- [WHAT TO DO]: Pick up the piece on rising U.S. gas prices right after its last sentence and keep it going.

- [EXERCISE PASSAGE]:
■ ■ ■ ■

High gas prices are hitting drivers again, making everyday tasks more expensive for many people and letting air from the White House’s sails amid its “Bidenomics” happy talk.
The average for U.S. gas prices hit a headache-inducing high in June 2022, briefly ticking over $5 a gallon after Russia’s invasion of Ukraine crimped global oil supplies and sent fuel costs skyrocketing. But a year later, gas prices had fallen by about 30% due to a slump in the price of crude oil — which accounts for roughly half the price of a gallon of gas.
HOUSING STARTS FALL TO LOWEST LEVEL SINCE 2020 AS MORTGAGE RATES REMAIN HIGH
Now, at the start of the fall, gas prices are rising again. The national average for regular formulation gasoline approaches $3.90. That’s the highest seasonal level in more than a decade. And it reflects a marked change from the usual, annual cycle of gas prices, which typically decline as the summer fades away. But gas prices have actually ticked up over the past month, adding more challenges to the country’s teetering economic situation.

■ ■ ■ ■

[Free-text object descriptions]
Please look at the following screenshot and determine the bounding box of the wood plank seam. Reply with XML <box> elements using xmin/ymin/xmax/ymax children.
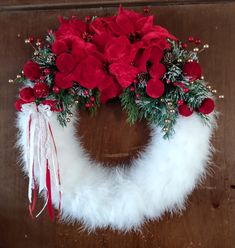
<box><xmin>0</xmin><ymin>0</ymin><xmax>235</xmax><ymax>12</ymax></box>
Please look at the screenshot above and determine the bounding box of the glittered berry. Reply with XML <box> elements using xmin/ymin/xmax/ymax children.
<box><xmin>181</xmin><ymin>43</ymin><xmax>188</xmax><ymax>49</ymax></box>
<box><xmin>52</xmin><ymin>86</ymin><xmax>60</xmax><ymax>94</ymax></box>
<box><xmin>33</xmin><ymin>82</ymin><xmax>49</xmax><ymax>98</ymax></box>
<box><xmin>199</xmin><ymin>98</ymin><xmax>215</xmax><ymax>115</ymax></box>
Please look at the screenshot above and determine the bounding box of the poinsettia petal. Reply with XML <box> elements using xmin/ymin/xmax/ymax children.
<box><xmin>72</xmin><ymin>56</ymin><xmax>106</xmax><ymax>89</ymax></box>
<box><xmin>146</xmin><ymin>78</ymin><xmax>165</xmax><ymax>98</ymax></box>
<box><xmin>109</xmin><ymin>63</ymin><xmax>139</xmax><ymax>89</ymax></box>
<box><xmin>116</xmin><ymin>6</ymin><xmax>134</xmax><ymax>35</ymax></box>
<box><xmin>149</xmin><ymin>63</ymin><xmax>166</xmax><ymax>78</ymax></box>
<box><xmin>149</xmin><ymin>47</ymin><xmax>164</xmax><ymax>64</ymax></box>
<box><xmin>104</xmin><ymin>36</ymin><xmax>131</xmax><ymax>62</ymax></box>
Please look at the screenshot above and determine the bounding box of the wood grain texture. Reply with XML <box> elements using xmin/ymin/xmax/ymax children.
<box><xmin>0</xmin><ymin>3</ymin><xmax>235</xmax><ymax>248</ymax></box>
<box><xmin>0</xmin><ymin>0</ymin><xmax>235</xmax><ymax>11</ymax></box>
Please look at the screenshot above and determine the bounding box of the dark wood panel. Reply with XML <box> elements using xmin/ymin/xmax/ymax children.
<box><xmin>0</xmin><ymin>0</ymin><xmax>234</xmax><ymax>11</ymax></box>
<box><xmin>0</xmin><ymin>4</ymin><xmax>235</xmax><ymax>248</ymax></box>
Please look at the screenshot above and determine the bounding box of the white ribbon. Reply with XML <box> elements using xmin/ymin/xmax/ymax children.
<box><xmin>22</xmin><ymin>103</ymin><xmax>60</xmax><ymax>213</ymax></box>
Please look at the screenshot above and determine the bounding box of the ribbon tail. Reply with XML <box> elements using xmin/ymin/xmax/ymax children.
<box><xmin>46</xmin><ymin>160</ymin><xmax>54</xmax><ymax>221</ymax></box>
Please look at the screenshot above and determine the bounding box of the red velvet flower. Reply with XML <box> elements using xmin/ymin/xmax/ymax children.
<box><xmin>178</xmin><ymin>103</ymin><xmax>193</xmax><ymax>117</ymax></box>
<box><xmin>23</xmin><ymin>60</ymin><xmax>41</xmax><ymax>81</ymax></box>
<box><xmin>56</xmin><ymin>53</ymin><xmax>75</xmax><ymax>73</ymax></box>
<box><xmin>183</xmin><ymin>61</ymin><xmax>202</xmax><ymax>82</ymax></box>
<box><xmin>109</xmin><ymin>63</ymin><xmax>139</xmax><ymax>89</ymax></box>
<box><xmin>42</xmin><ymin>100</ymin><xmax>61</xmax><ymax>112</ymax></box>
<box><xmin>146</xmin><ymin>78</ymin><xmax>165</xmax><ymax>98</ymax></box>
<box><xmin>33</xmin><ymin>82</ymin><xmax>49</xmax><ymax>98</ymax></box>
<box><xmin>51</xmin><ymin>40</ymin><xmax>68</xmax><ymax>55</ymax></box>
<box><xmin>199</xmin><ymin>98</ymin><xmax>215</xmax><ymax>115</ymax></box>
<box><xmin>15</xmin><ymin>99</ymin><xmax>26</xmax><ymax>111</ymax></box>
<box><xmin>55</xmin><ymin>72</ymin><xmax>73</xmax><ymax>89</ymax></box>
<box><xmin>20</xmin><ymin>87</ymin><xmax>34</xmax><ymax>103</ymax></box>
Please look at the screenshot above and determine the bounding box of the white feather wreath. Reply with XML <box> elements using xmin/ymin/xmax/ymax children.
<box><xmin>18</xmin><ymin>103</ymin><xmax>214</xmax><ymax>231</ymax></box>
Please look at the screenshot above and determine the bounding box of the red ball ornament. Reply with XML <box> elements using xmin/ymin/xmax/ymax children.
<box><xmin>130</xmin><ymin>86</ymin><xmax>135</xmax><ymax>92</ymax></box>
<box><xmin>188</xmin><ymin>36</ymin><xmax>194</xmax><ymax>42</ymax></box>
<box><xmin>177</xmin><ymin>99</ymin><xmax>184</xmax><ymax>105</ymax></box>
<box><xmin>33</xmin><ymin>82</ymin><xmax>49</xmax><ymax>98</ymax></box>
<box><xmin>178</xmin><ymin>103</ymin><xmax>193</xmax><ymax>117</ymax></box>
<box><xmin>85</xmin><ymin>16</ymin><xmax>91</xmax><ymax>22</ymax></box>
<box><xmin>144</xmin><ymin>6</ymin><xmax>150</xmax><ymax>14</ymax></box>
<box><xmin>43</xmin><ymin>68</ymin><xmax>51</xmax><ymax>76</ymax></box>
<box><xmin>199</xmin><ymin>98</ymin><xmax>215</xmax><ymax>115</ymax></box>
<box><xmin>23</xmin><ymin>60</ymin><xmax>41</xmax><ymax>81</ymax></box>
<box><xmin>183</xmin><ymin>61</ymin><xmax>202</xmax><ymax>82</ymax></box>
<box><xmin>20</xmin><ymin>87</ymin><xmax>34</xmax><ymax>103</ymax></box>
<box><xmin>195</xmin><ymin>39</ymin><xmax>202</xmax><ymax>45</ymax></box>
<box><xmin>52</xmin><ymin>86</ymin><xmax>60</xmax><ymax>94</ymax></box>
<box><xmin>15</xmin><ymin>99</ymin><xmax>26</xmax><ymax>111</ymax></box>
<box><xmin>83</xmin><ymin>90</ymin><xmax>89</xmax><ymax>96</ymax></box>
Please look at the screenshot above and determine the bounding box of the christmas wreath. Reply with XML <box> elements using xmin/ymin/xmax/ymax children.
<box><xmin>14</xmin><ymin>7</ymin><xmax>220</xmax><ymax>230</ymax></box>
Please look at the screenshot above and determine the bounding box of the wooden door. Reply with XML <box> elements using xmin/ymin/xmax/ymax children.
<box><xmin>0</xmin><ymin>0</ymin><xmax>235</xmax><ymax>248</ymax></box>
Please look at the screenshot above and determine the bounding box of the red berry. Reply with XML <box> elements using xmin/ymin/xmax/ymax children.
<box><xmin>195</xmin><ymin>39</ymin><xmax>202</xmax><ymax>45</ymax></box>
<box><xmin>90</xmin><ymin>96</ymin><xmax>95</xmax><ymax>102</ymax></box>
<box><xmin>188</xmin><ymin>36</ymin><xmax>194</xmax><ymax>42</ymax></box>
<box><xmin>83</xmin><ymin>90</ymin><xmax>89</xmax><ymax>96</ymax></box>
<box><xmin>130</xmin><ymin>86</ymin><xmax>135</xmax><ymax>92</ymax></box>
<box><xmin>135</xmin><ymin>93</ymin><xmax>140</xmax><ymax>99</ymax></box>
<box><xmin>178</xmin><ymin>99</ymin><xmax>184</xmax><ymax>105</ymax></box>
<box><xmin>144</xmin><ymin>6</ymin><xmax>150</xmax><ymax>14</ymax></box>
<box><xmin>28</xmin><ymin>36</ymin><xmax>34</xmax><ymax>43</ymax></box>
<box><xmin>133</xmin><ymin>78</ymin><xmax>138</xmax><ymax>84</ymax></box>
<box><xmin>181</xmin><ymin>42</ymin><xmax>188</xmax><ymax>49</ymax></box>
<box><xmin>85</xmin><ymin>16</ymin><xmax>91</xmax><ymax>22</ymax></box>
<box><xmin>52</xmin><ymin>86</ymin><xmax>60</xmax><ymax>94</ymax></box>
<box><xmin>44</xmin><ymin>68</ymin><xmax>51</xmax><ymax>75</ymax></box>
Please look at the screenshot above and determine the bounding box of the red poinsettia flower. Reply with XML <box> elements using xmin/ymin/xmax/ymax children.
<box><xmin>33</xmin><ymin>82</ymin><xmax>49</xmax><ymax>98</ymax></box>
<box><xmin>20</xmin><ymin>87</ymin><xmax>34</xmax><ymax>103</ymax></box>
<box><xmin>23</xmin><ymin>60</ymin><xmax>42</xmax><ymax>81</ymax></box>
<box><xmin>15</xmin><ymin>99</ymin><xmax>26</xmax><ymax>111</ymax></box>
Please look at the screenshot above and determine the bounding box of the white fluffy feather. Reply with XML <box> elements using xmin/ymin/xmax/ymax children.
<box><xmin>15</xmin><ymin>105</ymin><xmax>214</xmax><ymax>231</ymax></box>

■ ■ ■ ■

- [EXPECTED ANSWER]:
There are two main factors behind the higher oil and gas prices. The economy recovered solidly after the COVID-19 pandemic, and high demand in places like the U.S., India, and China has pushed prices up, according to Bob McNally, president of Rapidan Energy Group. Additionally, coupled with that hot global demand, Saudi Arabia and Russia recently extended production cuts, making oil more expensive.
Consumers will undoubtedly feel the pain at the pump when filling up. Yet they also will start to notice the higher energy prices translating to higher prices for other goods and services, Greg McBride, chief financial analyst at Bankrate, told the Washington Examiner. Increased fuel prices add to inflation by infecting the prices of products unrelated to oil production.
Take, for example, a company that manufactures and sells tables and other furnished goods. The higher gas prices make it more expensive for those goods to be delivered to customers. So, the company will need to raise prices on the furniture to make up for the loss. That company might also own a factory that uses diesel to run some of the machines, and that increased cost might also translate to higher furniture prices.
This is a double whammy of bad news for President Joe Biden, according to McNally. At a basic political level, high gas prices don’t bode well for presidential approval, especially for an incumbent heading into an election year, McNally noted, particularly with fears of a recession.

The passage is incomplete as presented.